POST IT - O RESPEITO À DESCRENÇA
“Nenhuma explicação é suficiente.” (Karl Popper)
É da natureza humana a busca pelas explicações. Indagar, duvidar, é exercício primitivo de pessoas ativamente interessadas. A desconfiança do que não se compreende é visceral; portanto, inerente à existência. Quando não há esclarecimentos consolidados é instintivo elaborar teorias de ocasião, provisórias, para que a alma fique menos atormentada. Daí o surgimento das divindades, construídas para deslindar a origem das coisas, o formidável do universo, o intrincado de nós mesmos.
Integra o cotidiano cuidar-se para apaziguar o espírito inquieto, demandante na busca do inalterável e permanente que a Filosofia denominou Verdade; o caminhar sem fim a vasculhar no garimpo dos elementos para extrair da fantástica e surreal alquimia a poção que desvendaria o inexplicável.
Com a evolução das ciências matemáticas, deparamo-nos com a severa e por vezes surpreendente frieza das revelações científicas a explorar desde o infinito das extremas dimensões do incomensurável, que afastam continuamente as réguas limitadoras das grandezas, que continuam a ultrapassar as fronteiras insondáveis do dia anterior como rotina.
Porém, é no terreno das crenças que se constroem os individuais e personalizados juízos de valor, de mérito: as convicções. E nesse espaço cabem as crenças (i) suportadas pelas indiscutíveis(?) equações matemáticas; (ii) as oriundas dos divinos; (ii) as que povoam o imaginário; (iv) as que foram apreendidas; (v) as inatas; (vi) aquelas eivadas pelos íntimos mistérios dos desejos, dos medos, dos traumas e das experimentações. Todas são verdades.
“Ao contrário do que geralmente se crê, por muito que se tente convencer-nos do contrário, as verdades únicas não existem: as verdades são múltiplas.” (José Saramago)
Faz-me lembrar de Dona Theotista Lopes Cançado, querida mestra de vida, professora de Ciências no Ginásio de Pitangui, que ensinava: “Não acreditem sempre em tudo que lhes dizem. Nem nos melhores livros. Desconfiem. Raciocinem por vocês mesmos. Duvidem. A ciência vive de dúvidas e de incertezas!”

[Entradas salvas]

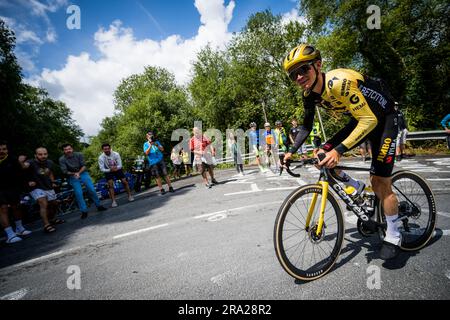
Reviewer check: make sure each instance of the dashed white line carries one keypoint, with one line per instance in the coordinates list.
(16, 295)
(140, 231)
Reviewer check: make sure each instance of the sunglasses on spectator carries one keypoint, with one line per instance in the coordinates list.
(300, 70)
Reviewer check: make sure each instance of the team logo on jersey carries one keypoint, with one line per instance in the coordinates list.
(354, 99)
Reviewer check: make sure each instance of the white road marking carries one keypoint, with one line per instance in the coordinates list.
(16, 295)
(237, 209)
(253, 186)
(281, 189)
(140, 231)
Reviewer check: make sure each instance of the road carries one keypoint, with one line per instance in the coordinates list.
(217, 243)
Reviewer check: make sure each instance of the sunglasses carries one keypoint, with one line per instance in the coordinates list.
(301, 70)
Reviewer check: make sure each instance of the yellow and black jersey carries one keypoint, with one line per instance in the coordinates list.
(366, 100)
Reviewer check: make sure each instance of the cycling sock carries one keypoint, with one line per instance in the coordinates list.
(9, 232)
(392, 233)
(19, 226)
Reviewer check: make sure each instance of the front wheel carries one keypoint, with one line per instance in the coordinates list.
(417, 207)
(301, 252)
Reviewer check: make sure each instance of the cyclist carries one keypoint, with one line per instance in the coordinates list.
(372, 116)
(253, 136)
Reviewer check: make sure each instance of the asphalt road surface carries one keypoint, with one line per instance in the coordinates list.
(217, 243)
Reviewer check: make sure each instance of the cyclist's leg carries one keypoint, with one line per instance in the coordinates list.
(382, 165)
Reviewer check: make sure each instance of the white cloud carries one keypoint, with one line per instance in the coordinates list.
(293, 15)
(87, 85)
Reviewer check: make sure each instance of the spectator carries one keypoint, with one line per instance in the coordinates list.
(110, 164)
(176, 158)
(253, 137)
(11, 185)
(72, 164)
(154, 151)
(237, 156)
(402, 134)
(187, 162)
(303, 151)
(203, 152)
(41, 181)
(445, 124)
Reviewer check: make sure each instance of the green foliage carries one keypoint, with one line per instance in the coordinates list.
(29, 118)
(148, 101)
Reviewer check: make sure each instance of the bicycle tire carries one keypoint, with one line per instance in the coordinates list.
(321, 268)
(423, 198)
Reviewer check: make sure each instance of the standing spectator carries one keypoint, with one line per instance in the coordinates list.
(175, 156)
(402, 134)
(201, 147)
(154, 151)
(41, 181)
(110, 164)
(237, 156)
(72, 164)
(253, 137)
(11, 185)
(445, 124)
(187, 162)
(303, 151)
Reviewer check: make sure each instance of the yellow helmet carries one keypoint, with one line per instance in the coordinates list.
(300, 54)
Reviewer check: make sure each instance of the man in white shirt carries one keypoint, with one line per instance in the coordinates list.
(110, 164)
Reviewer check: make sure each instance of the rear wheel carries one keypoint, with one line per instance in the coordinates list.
(301, 252)
(418, 208)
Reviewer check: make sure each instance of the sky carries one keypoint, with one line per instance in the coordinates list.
(117, 38)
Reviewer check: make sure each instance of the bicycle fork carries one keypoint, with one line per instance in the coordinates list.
(312, 208)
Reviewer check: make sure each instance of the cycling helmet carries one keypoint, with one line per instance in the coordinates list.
(299, 55)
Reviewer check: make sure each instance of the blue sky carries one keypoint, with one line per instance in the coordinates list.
(120, 37)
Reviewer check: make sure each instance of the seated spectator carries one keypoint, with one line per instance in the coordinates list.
(11, 185)
(41, 182)
(154, 151)
(110, 163)
(72, 164)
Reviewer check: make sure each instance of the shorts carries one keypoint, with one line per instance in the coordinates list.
(383, 140)
(39, 193)
(10, 197)
(159, 169)
(401, 138)
(117, 175)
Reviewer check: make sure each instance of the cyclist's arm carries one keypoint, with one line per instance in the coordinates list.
(305, 129)
(360, 110)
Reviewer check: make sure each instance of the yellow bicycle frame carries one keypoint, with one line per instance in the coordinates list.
(311, 209)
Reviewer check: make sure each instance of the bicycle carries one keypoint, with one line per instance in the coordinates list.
(320, 234)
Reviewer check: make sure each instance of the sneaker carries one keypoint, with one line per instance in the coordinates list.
(23, 232)
(389, 251)
(14, 239)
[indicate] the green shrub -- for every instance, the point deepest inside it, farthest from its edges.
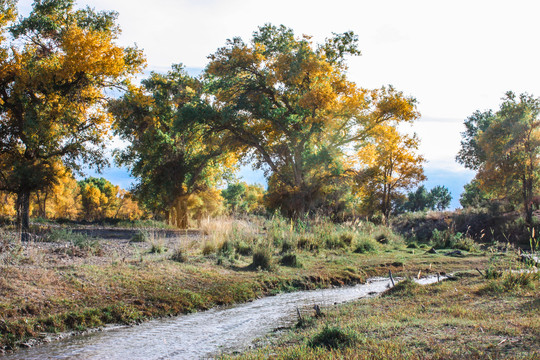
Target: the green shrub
(140, 236)
(512, 282)
(157, 248)
(290, 260)
(334, 338)
(333, 241)
(307, 243)
(262, 258)
(226, 248)
(208, 248)
(347, 238)
(365, 245)
(405, 288)
(243, 248)
(86, 244)
(447, 239)
(178, 256)
(286, 246)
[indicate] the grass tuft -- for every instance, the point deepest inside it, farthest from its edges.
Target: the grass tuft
(332, 337)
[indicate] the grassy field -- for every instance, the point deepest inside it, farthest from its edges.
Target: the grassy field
(65, 281)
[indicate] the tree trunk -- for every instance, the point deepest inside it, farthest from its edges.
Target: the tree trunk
(181, 212)
(23, 214)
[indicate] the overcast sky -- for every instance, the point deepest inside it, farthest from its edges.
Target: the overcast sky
(454, 57)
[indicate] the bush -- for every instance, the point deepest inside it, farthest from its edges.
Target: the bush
(447, 239)
(226, 248)
(262, 258)
(286, 246)
(86, 244)
(290, 260)
(243, 249)
(208, 248)
(405, 288)
(141, 236)
(178, 256)
(512, 282)
(366, 245)
(333, 241)
(347, 238)
(307, 243)
(334, 338)
(157, 248)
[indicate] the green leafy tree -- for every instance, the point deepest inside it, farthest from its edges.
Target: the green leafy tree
(389, 165)
(99, 198)
(244, 198)
(473, 195)
(55, 67)
(506, 145)
(438, 198)
(171, 150)
(289, 103)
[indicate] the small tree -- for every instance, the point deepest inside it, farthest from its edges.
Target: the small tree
(388, 166)
(504, 148)
(55, 68)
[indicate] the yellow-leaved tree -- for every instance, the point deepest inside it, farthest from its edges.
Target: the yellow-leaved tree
(54, 69)
(388, 164)
(290, 103)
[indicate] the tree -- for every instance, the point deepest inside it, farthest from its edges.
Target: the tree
(473, 195)
(54, 70)
(244, 198)
(388, 163)
(289, 102)
(506, 148)
(59, 200)
(171, 150)
(441, 197)
(99, 198)
(438, 198)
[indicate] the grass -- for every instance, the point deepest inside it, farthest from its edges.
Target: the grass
(123, 283)
(449, 320)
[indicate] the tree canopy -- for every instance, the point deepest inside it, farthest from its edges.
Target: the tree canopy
(54, 67)
(171, 150)
(503, 147)
(288, 102)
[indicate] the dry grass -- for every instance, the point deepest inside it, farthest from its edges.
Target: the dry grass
(44, 289)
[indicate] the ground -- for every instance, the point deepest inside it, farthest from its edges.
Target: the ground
(66, 281)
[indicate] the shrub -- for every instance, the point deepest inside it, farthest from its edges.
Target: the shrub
(405, 288)
(86, 244)
(334, 241)
(178, 256)
(157, 248)
(286, 246)
(334, 338)
(262, 258)
(226, 248)
(511, 282)
(347, 238)
(307, 243)
(243, 248)
(448, 239)
(290, 260)
(365, 245)
(208, 248)
(140, 236)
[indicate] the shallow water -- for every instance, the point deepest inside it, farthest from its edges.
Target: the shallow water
(201, 335)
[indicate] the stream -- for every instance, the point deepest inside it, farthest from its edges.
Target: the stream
(203, 334)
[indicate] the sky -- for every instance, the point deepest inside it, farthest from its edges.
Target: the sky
(454, 57)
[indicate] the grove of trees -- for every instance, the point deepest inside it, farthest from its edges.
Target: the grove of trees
(278, 101)
(503, 148)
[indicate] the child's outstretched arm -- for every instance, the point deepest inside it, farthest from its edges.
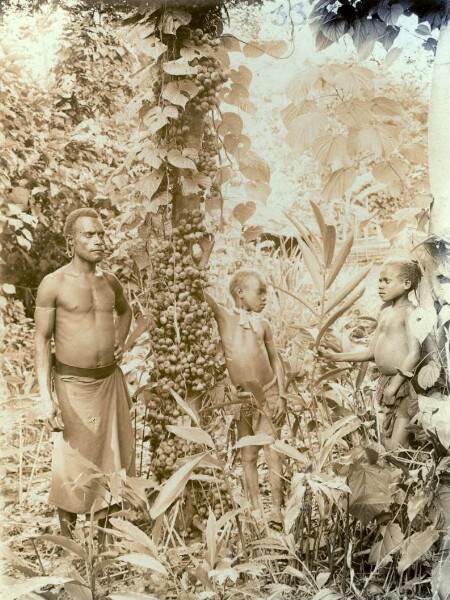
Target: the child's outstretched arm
(408, 365)
(277, 368)
(362, 355)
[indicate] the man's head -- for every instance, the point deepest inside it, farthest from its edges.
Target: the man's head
(85, 234)
(397, 278)
(249, 290)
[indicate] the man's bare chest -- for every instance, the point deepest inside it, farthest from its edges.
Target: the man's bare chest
(79, 296)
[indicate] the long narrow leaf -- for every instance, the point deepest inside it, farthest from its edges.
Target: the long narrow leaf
(174, 486)
(187, 409)
(312, 265)
(329, 243)
(192, 434)
(303, 302)
(306, 236)
(348, 289)
(329, 322)
(339, 261)
(319, 217)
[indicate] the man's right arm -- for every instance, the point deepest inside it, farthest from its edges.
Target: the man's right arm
(44, 318)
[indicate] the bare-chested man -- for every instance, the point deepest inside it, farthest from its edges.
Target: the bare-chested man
(251, 355)
(395, 350)
(84, 309)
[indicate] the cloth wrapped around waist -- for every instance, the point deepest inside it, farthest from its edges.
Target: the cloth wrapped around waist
(405, 405)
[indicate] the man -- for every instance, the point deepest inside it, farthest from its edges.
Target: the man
(84, 309)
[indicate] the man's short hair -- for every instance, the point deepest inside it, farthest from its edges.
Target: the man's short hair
(240, 277)
(73, 217)
(407, 268)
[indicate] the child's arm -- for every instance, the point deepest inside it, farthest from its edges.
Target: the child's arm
(408, 365)
(277, 368)
(362, 355)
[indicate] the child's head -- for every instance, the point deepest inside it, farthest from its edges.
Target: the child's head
(249, 290)
(397, 278)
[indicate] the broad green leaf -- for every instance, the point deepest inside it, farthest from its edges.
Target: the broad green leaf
(262, 439)
(348, 289)
(174, 486)
(428, 374)
(144, 561)
(70, 545)
(422, 322)
(243, 211)
(340, 260)
(339, 182)
(192, 434)
(34, 584)
(391, 539)
(344, 308)
(179, 161)
(415, 547)
(254, 167)
(186, 408)
(312, 265)
(290, 451)
(134, 533)
(304, 130)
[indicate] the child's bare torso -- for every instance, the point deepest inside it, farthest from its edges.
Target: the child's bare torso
(245, 350)
(391, 347)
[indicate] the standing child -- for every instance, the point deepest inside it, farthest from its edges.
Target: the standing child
(251, 355)
(395, 350)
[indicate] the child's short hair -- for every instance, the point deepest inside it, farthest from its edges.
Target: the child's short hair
(239, 278)
(408, 268)
(76, 214)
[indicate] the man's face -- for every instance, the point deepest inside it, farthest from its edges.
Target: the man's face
(88, 239)
(391, 284)
(253, 293)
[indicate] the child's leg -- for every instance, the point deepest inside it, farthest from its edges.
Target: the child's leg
(249, 456)
(399, 438)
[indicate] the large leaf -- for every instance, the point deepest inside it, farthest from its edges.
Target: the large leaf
(34, 584)
(254, 167)
(338, 183)
(174, 486)
(340, 260)
(371, 492)
(192, 434)
(344, 292)
(391, 539)
(242, 212)
(415, 547)
(68, 544)
(344, 308)
(304, 130)
(144, 561)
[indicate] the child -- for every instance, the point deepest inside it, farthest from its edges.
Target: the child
(251, 356)
(395, 350)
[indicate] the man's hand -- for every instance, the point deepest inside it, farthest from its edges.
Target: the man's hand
(118, 352)
(389, 395)
(279, 411)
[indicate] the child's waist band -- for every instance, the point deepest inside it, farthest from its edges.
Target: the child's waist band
(241, 393)
(97, 373)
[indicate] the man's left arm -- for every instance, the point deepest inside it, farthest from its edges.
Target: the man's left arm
(408, 365)
(123, 315)
(277, 368)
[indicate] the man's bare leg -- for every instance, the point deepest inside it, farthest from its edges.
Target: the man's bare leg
(249, 457)
(67, 522)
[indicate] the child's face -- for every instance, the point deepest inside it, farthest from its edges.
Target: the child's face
(391, 284)
(253, 294)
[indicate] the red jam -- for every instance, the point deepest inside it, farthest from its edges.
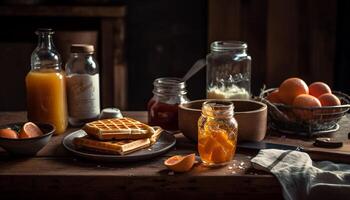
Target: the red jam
(163, 115)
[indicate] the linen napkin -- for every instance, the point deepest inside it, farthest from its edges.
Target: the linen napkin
(301, 178)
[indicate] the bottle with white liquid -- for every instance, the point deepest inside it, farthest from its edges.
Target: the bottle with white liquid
(83, 88)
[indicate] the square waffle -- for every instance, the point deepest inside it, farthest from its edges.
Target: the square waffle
(118, 128)
(121, 147)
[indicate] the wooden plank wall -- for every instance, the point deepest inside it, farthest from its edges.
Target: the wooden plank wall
(285, 38)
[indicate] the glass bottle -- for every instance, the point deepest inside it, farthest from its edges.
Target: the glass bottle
(217, 133)
(83, 89)
(228, 70)
(45, 84)
(163, 107)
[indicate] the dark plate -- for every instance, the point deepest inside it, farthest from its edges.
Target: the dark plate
(164, 143)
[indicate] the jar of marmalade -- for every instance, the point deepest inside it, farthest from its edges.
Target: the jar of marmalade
(217, 133)
(163, 107)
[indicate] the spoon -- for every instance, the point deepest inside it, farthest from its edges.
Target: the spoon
(198, 65)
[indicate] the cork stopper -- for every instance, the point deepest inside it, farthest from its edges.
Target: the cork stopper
(82, 48)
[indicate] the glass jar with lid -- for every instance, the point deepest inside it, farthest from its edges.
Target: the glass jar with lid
(162, 108)
(217, 133)
(228, 70)
(83, 90)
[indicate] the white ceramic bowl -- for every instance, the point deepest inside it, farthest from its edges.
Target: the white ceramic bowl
(27, 146)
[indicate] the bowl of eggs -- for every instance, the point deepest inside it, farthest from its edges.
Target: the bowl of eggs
(25, 139)
(302, 109)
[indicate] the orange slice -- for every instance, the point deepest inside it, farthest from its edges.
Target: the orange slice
(30, 130)
(218, 154)
(180, 163)
(223, 139)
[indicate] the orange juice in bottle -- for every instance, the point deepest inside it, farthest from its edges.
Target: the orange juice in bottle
(45, 83)
(217, 133)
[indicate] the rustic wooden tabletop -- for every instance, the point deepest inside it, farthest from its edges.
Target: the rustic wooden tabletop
(56, 174)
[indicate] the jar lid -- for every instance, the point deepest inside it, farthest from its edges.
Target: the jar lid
(228, 45)
(82, 48)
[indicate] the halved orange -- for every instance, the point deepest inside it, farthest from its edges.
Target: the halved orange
(30, 130)
(180, 163)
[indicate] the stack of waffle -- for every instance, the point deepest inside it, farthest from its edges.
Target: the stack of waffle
(117, 136)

ATIVIDADE: Prossiga o texto sobre o respeito à descrença a partir da última frase apresentada.

SUA RESPOSTA:
As manifestações a cada dia mais fervorosas e dicotômicas em torno do voto auditável é um caso que se enquadra no ambiente desse fenômeno. Há certezas quanto à higidez do sistema e desconfianças impregnadas quanto às possibilidades de manipulações. Ambas são percepções legítimas e se enquadram nos leitos generosos da “realidade temporária” e das “crenças definitivas”.
Minha fundamentada convicção é que o sistema de votação brasileiro é substantivamente confiável. Contudo, há quem não o considere assim. Existem razões que se podem comprovar no reino das matemáticas, mas as encontramos também nos domínios das crenças. Vivemos segundo os mandamentos das realidades, sobrevivemos com o suporte das esperanças e nas desconfianças justificadas em crenças.
A fortaleza do inexplicável é frágil castelo em areia movediça!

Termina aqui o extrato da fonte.